| SOURCE DOCUMENT |
- - -

A coming-of-age musical production that asks “What does it mean to be an adult?” will be presented virtually by the University of Wyoming Department of Theatre and Dance.
“29: A Song Cycle” will stream at 7:30 p.m. from April 9-17. The production features music and lyrics by Gaby Alter, and book and additional lyrics by Tommy Newman. The piece is adapted for the screen, directed by UW musical theater faculty member Seán Stone and choreographed by UW dance faculty member Cat Kamrath.
Virtual tickets are $5 for the public and can be purchased from the Buchanan Center for the Performing Arts box office by calling (307) 766-6666 Monday-Friday from 10 a.m.-4 p.m., or by going to www.uwyo.edu/finearts. Box office personnel will provide viewers with instructions on how to access the production. UW students can receive free virtual access with a valid “W” number by calling the box office.

- - -

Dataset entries
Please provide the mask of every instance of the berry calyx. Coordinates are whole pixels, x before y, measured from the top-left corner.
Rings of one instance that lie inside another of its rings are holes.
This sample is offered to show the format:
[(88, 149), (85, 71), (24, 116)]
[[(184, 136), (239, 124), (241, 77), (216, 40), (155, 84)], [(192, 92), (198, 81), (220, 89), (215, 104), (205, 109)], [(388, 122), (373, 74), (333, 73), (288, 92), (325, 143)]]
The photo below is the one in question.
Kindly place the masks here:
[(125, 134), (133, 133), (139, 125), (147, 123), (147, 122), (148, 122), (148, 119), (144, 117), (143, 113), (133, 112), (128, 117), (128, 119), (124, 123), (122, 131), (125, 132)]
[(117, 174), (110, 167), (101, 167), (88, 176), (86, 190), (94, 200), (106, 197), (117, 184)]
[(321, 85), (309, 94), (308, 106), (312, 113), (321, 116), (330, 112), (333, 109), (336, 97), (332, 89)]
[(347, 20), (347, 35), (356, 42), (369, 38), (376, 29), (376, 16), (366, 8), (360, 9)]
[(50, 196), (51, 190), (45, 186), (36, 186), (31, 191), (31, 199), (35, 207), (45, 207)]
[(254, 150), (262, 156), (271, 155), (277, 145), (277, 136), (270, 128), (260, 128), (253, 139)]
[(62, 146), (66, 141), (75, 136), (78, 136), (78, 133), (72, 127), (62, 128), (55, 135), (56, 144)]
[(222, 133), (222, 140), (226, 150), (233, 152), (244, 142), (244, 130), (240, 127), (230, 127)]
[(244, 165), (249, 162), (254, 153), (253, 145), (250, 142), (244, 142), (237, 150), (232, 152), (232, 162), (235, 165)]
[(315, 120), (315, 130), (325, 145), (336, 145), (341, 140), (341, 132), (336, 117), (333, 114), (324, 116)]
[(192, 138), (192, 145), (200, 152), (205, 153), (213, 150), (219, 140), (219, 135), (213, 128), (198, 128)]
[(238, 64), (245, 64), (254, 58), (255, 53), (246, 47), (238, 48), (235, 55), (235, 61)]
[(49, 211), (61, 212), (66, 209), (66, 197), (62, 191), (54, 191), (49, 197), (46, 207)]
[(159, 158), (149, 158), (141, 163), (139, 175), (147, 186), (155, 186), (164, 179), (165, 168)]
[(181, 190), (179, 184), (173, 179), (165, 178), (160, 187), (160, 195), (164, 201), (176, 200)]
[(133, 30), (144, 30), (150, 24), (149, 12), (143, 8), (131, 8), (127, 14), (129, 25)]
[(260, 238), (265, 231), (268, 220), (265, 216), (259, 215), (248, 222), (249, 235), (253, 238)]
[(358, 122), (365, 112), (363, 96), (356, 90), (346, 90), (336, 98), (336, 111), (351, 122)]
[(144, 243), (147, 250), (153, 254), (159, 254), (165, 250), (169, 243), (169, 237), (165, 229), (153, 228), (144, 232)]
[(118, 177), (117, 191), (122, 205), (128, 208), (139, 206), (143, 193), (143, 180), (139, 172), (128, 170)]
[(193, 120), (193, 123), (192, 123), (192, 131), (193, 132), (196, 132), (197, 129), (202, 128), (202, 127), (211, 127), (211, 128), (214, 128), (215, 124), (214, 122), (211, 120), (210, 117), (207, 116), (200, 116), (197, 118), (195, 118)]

- - -

| PROBLEM SET |
**1.** Decide whether each statement below agrees with the announcement about "29: A Song Cycle." For each one, answer yes or no and quote the words from the announcement that settle it.
(a) The production streams at 7:30 p.m.
(b) Tommy Newman wrote the music.
(c) UW students pay $5 for virtual access.
**2.** Write a continuation of the announcement about "29: A Song Cycle" that picks up after its last sentence.

| ACTIVITY ANSWERS |
**1.**
(a) Yes: "“29: A Song Cycle” will stream at 7:30 p.m. from April 9-17."
(b) No: "The production features music and lyrics by Gaby Alter."
(c) No: "UW students can receive free virtual access with a valid “W” number by calling the box office."

**2.**
The song cycle — about the vagaries of young adulthood — features a tapestry of characters who face defining moments of growing up in their 20s, from getting a job and finding a roommate to an unexpected pregnancy to a parent’s illness. As time and adulthood bring increased separation and loss, the characters struggle to stay connected to one another and to themselves. Each self-contained story and song illustrates a turning point in the familiar journey from innocence to experience.
UW Department of Theatre and Dance faculty members had originally intended to produce a large-scale musical last fall — potentially “Oklahoma” — but the pandemic shut down theaters and other public spaces indefinitely across campus.
Stone and Kamrath began planning to include a musical program for the 2020-21 production season that could be rehearsed and produced virtually to protect the health and safety of company members. With its many stand-alone vignettes, “29: A Song Cycle” lent itself to such a production, they say.
“We did not have a normal process of making this show,” says Stone, who also orchestrated, arranged, performed and produced the show’s music.
The acting company rehearsed completely virtually, and dancers had limited opportunities to rehearse together on stage, always wearing masks. Early on in the production, it became apparent a livestream would be creatively limiting, so the decision was made to film the piece using green screens and devote time to post-production work, even though the department does not have a film program, Stone and Kamrath say.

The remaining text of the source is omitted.